取り組む作業:
1. 記憶と勉強法についての文章を読み、次の問いに答えてください。
(a) 得意科目をまず究めると、ほかの科目はどうなるとされていますか。
(b) 知識記憶を思い出すには何が必要だと書かれていますか。
(c) 地理の地域名暗記では、何に合わせて場所と地名を歌詞にしましたか。
2. 記憶と勉強法についての文章を、最後の文の後から書き進めてください。

ですから、一夜漬けですぐ忘れてしまうような覚え方とか、そうやって出るところだけでいいとかより、きちんと先を見据えて身につく勉強をしてほしいなと思っています。
本に戻ります。
学習の転移ということにもふれています。得意科目をまず究めるとほかもやりやすくなるそうです。
5章 天才を作る記憶のしくみ
知識記憶は思い出すのにきっかけが必要。経験記憶は思い出すのが楽という話。
そのために知識記憶を経験記憶に置き換えると覚えやすいというわけ。
- 語呂合わせを作る
- 例文、用法、語源とともに覚える
- ほかの人に説明してみる
- 耳で覚える
これらのことを挙げていますが、このあたりは私も息子や中学生の子たちに実践していました。
地理の膨大な地域名暗記では簡単な童謡に合わせて場所と地名(山脈や盆地)を歌詞にしました。

保存データ:
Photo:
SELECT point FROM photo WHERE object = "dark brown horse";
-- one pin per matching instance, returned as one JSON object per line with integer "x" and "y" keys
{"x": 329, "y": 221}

回答一覧:
1.
(a) ほかの科目もやりやすくなるとされています。
(b) 思い出すためのきっかけが必要だと書かれています。
(c) 簡単な童謡に合わせて歌詞にしました。

2.
首都の名前に、同じ名前のお店があった、というようなエピソードを付け加えたりもしました。
繰り返して言わせる内容には、たとえば
「〜のときは〜である。」と言ったように文章にさせてそれを繰り返したことも。
耳から入った記憶が音として思い出されたりすること、またノートに書いて手で覚えるということについても話しました。
なかなかみんな億劫がってやらないのですけれどね。
例のキクタンを覚えるときにも小さいノートに時々単語を書いてというのですが、なかなか面倒臭がってやりません。この本を改めて読ませようと思います。
また最後に「方法記憶」というものについて書いてあります。九九を覚えていないという筆者の九九の答えの出し方が解説されていたりとなかなか面白いのですが、公式を丸暗記するのではなく、どう解くかという本質部分をきちんと理解することで応用がきく、ということです。
そうすれば膨大な丸暗記をする必要がない。
よくわかるし、私もこういった方法記憶を重ねていくことが理解を深めることだと思っています。
神経細胞の性能に差がなく、脳は「使い方」次第だと言います。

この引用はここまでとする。